(Fragmento del texto):

----

El corazón en la vida cristiana
Dice el Catecismo de la Iglesia (2563) que el corazón es el lugar de la verdad, del encuentro y de la Alianza. En el corazón tiene lugar aquella comunión con Dios y con los demás que constituye el fin del hombre, y de la cual deriva la integración lograda de la persona, en su cuerpo y en su espíritu. Con otras palabras, en el hombre hay una unidad ontológica, sustancial, de cuerpo y espíritu, pero luego hay una unidad moral que nos toca acometer...
El corazón en la vida cristiana
Dice el Catecismo de la Iglesia (2563) que el corazón es el lugar de la verdad, del encuentro y de la Alianza. En el corazón tiene lugar aquella comunión con Dios y con los demás que constituye el fin del hombre, y de la cual deriva la integración lograda de la persona, en su cuerpo y en su espíritu. Con otras palabras, en el hombre hay una unidad ontológica, sustancial, de cuerpo y espíritu, pero luego hay una unidad moral que nos toca acometer como tarea y pedirla como don. Esta es la unidad que encuentra su símbolo en el corazón. De ahí que el verdadero corazón, el cor cárneum (corazón de carne) de Ezequiel (36, 26), se realiza en virtud del amor divino, y produce en el hombre tres efectos simultáneos: superarse, conocerse, e integrarse. Respecto al corazón, la contemplación es la síntesis y el fruto de este triple ejercicio que tiene lugar en él, y que lo convierte en cor cárneum, cor novum. Por eso el Catecismo describe la contemplación como el ejercicio de recoger el corazón, recoger todo nuestro ser bajo la moción del Espíritu Santo, habitar la morada del Señor que somos nosotros mismos, despertar la fe para entrar en presencia de Aquel que nos espera, hacer que caigan nuestras máscaras y volver nuestro corazón hacia el Señor que nos ama para ponernos en sus manos como una ofrenda (2711).

----

(Retos):
1 - Enumera todas las acciones con las que, según el fragmento, el Catecismo describe la contemplación en el punto 2711.
2 - Según el fragmento, ¿qué tres efectos simultáneos produce el verdadero corazón en el hombre?
Las filas no intervienen en nada de esto.

----

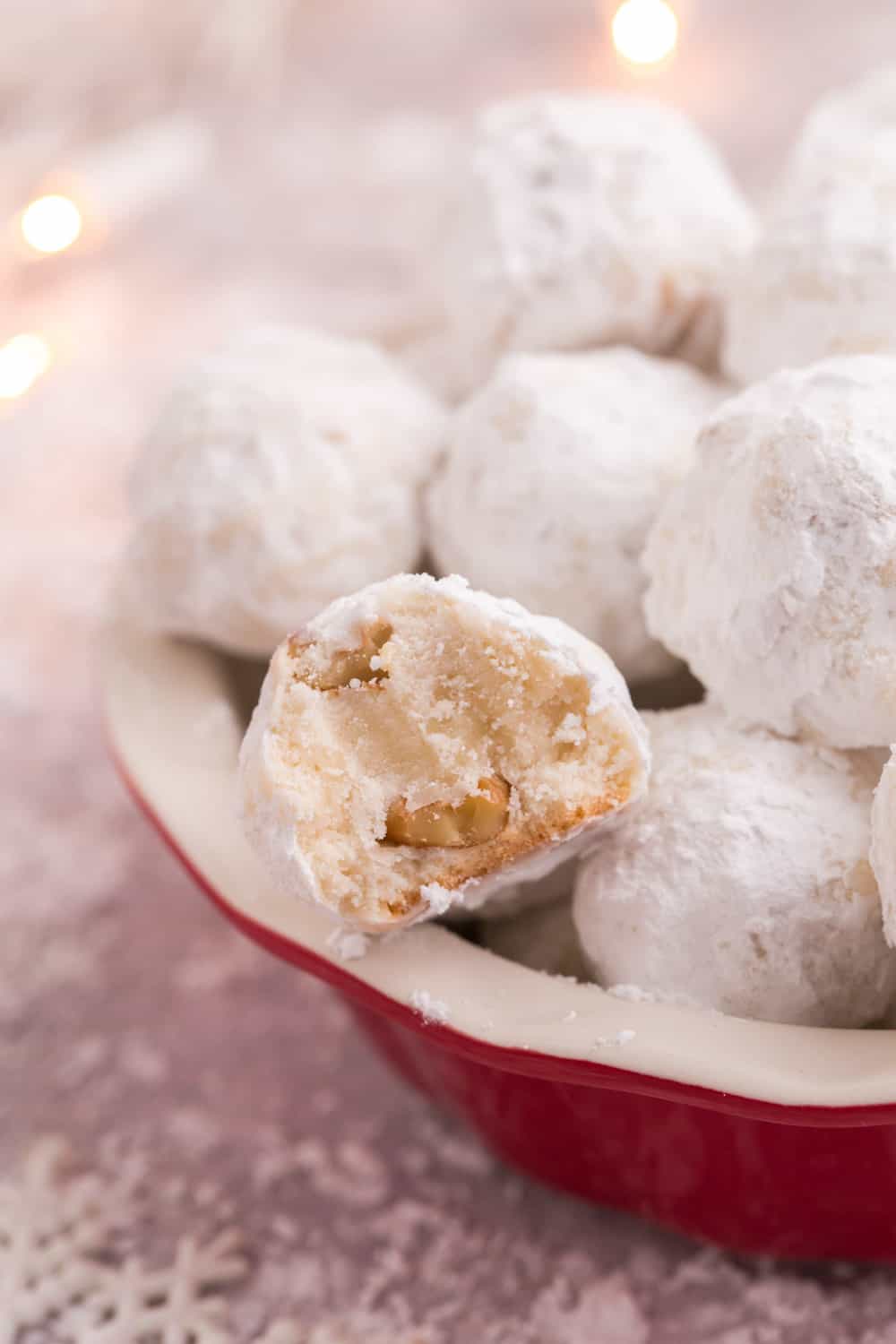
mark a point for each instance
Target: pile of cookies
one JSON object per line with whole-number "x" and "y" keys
{"x": 669, "y": 429}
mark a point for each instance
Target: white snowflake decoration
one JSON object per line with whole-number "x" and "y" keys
{"x": 132, "y": 1305}
{"x": 53, "y": 1231}
{"x": 48, "y": 1230}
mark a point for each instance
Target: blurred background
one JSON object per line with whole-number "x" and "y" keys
{"x": 169, "y": 171}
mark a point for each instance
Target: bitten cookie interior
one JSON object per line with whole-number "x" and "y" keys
{"x": 419, "y": 738}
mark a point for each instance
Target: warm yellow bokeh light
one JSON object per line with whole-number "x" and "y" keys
{"x": 22, "y": 362}
{"x": 51, "y": 223}
{"x": 645, "y": 31}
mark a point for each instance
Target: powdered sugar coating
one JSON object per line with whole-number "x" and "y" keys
{"x": 743, "y": 883}
{"x": 587, "y": 220}
{"x": 554, "y": 475}
{"x": 848, "y": 134}
{"x": 282, "y": 472}
{"x": 821, "y": 281}
{"x": 317, "y": 780}
{"x": 883, "y": 847}
{"x": 772, "y": 566}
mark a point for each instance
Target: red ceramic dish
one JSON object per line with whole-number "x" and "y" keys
{"x": 759, "y": 1137}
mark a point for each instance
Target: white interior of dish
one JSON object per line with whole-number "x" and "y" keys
{"x": 177, "y": 725}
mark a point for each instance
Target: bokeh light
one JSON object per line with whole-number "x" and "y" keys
{"x": 23, "y": 359}
{"x": 645, "y": 31}
{"x": 51, "y": 223}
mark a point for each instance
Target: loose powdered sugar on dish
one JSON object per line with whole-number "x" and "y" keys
{"x": 429, "y": 1007}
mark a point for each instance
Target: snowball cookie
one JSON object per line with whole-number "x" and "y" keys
{"x": 284, "y": 472}
{"x": 821, "y": 282}
{"x": 883, "y": 849}
{"x": 543, "y": 938}
{"x": 772, "y": 564}
{"x": 743, "y": 882}
{"x": 848, "y": 134}
{"x": 552, "y": 478}
{"x": 418, "y": 745}
{"x": 586, "y": 220}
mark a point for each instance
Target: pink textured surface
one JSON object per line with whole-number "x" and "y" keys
{"x": 131, "y": 1016}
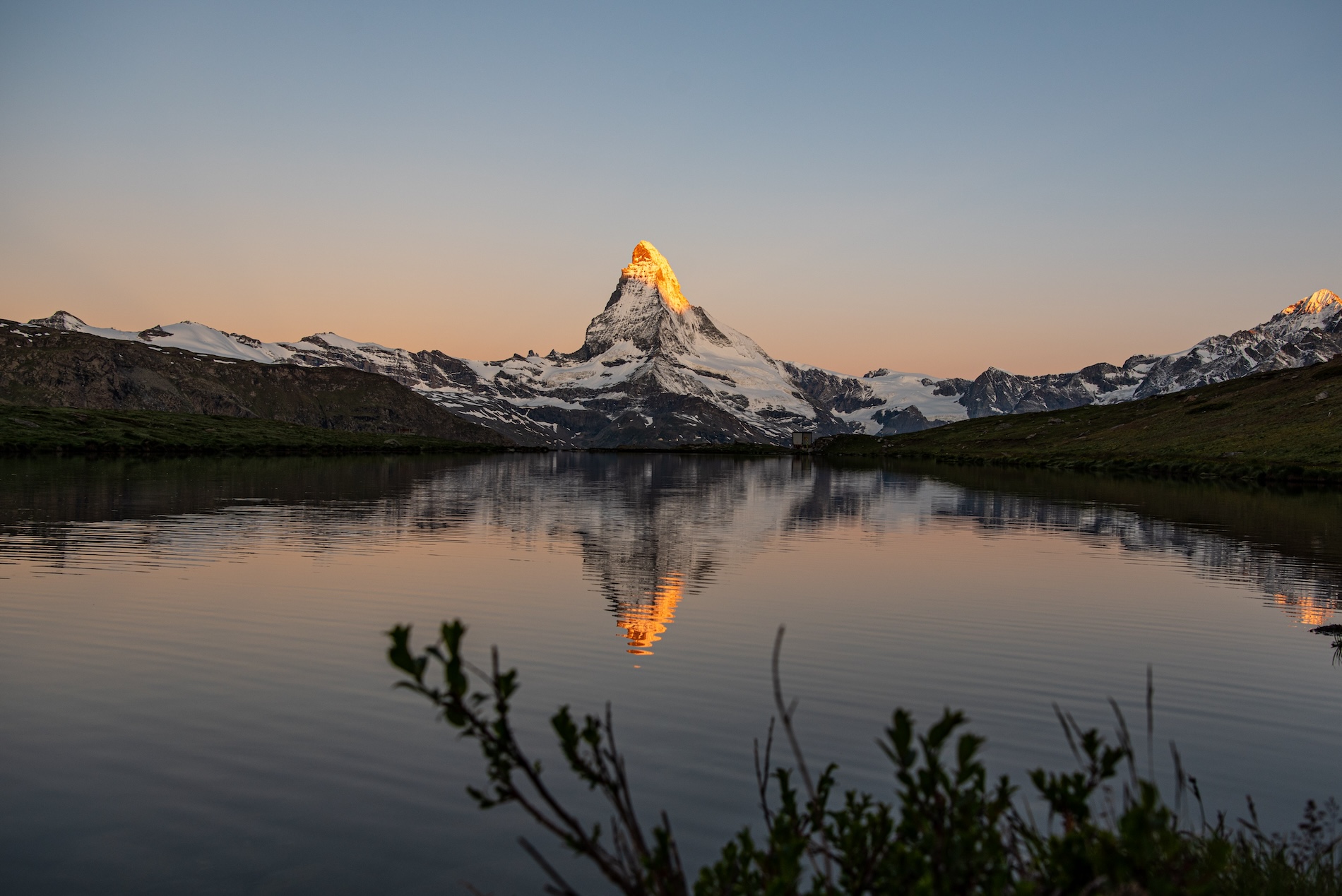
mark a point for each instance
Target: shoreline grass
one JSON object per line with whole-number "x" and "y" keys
{"x": 77, "y": 431}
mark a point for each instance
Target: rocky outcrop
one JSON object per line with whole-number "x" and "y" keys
{"x": 40, "y": 365}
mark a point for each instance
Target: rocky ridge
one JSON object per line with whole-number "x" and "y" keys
{"x": 657, "y": 371}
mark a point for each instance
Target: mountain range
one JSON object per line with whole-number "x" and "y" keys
{"x": 657, "y": 371}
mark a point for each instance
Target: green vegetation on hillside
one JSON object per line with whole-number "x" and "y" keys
{"x": 155, "y": 432}
{"x": 949, "y": 829}
{"x": 1285, "y": 424}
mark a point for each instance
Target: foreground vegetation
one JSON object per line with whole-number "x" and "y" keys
{"x": 1282, "y": 426}
{"x": 949, "y": 830}
{"x": 156, "y": 432}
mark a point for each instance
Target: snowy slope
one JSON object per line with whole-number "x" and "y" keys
{"x": 657, "y": 371}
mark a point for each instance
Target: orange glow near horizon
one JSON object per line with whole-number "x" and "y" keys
{"x": 643, "y": 623}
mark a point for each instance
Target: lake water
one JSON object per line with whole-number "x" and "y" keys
{"x": 195, "y": 695}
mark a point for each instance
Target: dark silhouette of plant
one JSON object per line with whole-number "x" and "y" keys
{"x": 948, "y": 832}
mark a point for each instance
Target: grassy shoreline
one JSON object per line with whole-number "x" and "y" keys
{"x": 77, "y": 431}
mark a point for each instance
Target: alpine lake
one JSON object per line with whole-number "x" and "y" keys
{"x": 195, "y": 694}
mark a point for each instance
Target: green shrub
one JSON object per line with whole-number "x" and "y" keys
{"x": 949, "y": 832}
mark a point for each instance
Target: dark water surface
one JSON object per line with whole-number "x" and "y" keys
{"x": 194, "y": 694}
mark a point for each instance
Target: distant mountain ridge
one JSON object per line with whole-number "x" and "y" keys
{"x": 657, "y": 371}
{"x": 57, "y": 368}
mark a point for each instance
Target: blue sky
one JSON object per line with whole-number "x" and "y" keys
{"x": 937, "y": 188}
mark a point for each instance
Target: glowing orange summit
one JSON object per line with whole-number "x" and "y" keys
{"x": 653, "y": 268}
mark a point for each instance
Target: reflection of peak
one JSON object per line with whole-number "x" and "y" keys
{"x": 653, "y": 268}
{"x": 647, "y": 617}
{"x": 1309, "y": 608}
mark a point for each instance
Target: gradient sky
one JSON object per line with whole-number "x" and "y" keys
{"x": 933, "y": 188}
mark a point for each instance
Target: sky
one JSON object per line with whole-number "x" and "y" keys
{"x": 930, "y": 188}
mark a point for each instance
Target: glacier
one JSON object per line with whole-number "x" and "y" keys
{"x": 655, "y": 371}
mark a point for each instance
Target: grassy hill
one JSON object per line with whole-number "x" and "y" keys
{"x": 1286, "y": 424}
{"x": 156, "y": 432}
{"x": 42, "y": 366}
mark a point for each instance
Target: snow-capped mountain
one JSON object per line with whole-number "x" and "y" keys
{"x": 657, "y": 371}
{"x": 1307, "y": 332}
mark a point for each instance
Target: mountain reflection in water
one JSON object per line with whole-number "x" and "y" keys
{"x": 653, "y": 530}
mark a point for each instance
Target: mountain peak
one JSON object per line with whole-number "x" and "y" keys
{"x": 653, "y": 268}
{"x": 1312, "y": 305}
{"x": 61, "y": 321}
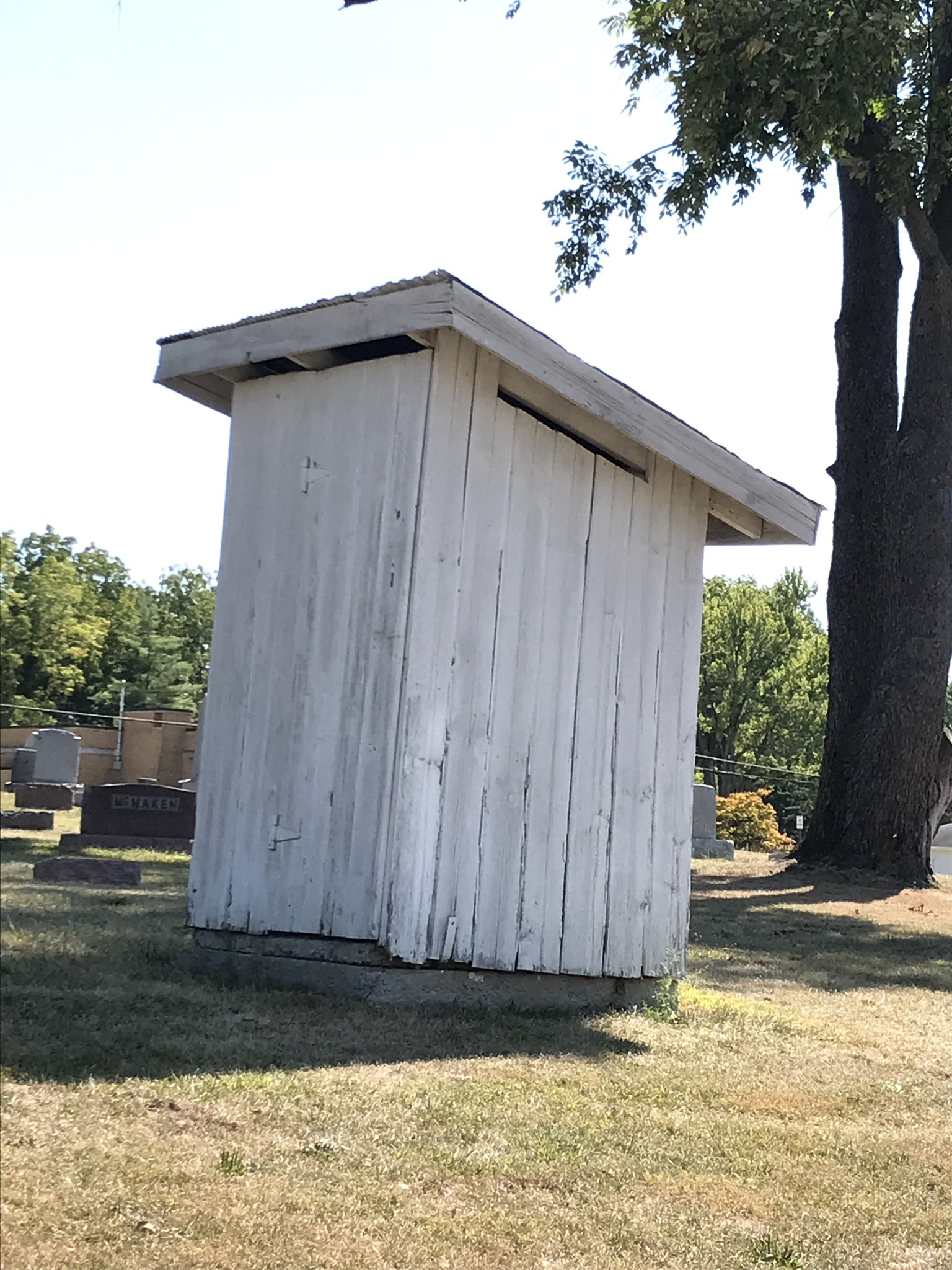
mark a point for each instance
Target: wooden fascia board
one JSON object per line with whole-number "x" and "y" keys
{"x": 540, "y": 357}
{"x": 191, "y": 363}
{"x": 353, "y": 322}
{"x": 734, "y": 513}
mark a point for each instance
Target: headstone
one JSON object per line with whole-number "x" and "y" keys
{"x": 99, "y": 873}
{"x": 24, "y": 762}
{"x": 58, "y": 756}
{"x": 126, "y": 815}
{"x": 27, "y": 819}
{"x": 705, "y": 842}
{"x": 942, "y": 850}
{"x": 51, "y": 798}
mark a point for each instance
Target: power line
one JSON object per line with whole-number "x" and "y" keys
{"x": 87, "y": 714}
{"x": 712, "y": 761}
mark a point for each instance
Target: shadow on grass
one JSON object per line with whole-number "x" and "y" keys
{"x": 93, "y": 987}
{"x": 763, "y": 926}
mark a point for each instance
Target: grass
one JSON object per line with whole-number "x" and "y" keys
{"x": 794, "y": 1113}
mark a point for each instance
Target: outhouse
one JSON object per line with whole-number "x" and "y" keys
{"x": 448, "y": 739}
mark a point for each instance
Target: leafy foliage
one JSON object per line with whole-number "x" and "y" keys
{"x": 762, "y": 694}
{"x": 804, "y": 82}
{"x": 75, "y": 629}
{"x": 751, "y": 824}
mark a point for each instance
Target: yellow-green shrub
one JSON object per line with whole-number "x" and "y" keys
{"x": 751, "y": 822}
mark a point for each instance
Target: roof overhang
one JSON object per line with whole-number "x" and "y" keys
{"x": 747, "y": 506}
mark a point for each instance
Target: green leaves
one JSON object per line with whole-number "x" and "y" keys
{"x": 763, "y": 673}
{"x": 756, "y": 81}
{"x": 599, "y": 192}
{"x": 75, "y": 628}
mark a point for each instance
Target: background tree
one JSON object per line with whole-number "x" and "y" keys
{"x": 75, "y": 628}
{"x": 862, "y": 86}
{"x": 762, "y": 698}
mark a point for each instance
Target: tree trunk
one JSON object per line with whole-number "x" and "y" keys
{"x": 888, "y": 768}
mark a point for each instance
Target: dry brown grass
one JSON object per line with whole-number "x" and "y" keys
{"x": 795, "y": 1114}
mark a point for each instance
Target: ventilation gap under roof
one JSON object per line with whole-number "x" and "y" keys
{"x": 586, "y": 442}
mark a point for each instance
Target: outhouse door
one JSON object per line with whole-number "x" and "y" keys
{"x": 309, "y": 643}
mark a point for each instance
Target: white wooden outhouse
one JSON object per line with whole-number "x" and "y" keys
{"x": 452, "y": 701}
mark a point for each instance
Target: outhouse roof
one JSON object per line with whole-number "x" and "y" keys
{"x": 747, "y": 506}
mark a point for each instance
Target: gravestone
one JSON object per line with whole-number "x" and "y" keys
{"x": 99, "y": 873}
{"x": 51, "y": 798}
{"x": 58, "y": 756}
{"x": 135, "y": 815}
{"x": 27, "y": 819}
{"x": 24, "y": 763}
{"x": 942, "y": 850}
{"x": 705, "y": 842}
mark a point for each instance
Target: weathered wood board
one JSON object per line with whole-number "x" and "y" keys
{"x": 454, "y": 676}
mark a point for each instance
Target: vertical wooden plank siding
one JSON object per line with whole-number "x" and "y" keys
{"x": 666, "y": 934}
{"x": 489, "y": 468}
{"x": 597, "y": 723}
{"x": 310, "y": 633}
{"x": 454, "y": 677}
{"x": 546, "y": 831}
{"x": 434, "y": 593}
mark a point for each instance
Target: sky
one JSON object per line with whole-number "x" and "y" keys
{"x": 173, "y": 164}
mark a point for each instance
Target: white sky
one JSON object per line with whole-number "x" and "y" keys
{"x": 186, "y": 163}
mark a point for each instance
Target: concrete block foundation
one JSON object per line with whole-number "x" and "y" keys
{"x": 362, "y": 970}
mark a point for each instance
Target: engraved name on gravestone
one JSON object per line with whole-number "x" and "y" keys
{"x": 140, "y": 810}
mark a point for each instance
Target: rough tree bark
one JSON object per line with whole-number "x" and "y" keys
{"x": 888, "y": 768}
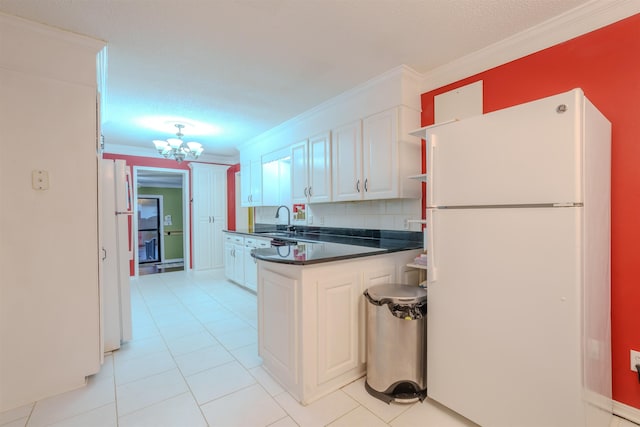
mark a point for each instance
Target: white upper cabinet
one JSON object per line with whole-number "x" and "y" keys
{"x": 346, "y": 159}
{"x": 276, "y": 178}
{"x": 374, "y": 163}
{"x": 320, "y": 168}
{"x": 311, "y": 170}
{"x": 251, "y": 183}
{"x": 299, "y": 168}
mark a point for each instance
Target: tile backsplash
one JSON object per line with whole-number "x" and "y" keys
{"x": 374, "y": 214}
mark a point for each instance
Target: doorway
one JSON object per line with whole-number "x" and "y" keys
{"x": 150, "y": 230}
{"x": 161, "y": 226}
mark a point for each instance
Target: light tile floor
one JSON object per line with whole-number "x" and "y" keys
{"x": 194, "y": 362}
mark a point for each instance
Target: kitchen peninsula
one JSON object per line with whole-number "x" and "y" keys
{"x": 311, "y": 312}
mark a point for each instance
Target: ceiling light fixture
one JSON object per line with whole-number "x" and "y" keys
{"x": 176, "y": 148}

----

(Resultados del ejercicio):
1 -
- Recoger el corazón
- Recoger todo nuestro ser bajo la moción del Espíritu Santo
- Habitar la morada del Señor que somos nosotros mismos
- Despertar la fe para entrar en presencia de Aquel que nos espera
- Hacer que caigan nuestras máscaras
- Volver nuestro corazón hacia el Señor que nos ama para ponernos en sus manos como una ofrenda

2 - Superarse, conocerse e integrarse.